=== Section Start ===

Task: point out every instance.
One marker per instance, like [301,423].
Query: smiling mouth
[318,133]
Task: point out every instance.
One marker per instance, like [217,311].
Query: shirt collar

=== Section End ===

» What you are asked to do: The whole listing is to be transcribed exactly.

» Answer to the problem:
Task: point out every instance.
One marker per instance, like [301,423].
Query: smiling mouth
[318,133]
Task: point out every instance.
One marker per instance, like [217,311].
Query: shirt collar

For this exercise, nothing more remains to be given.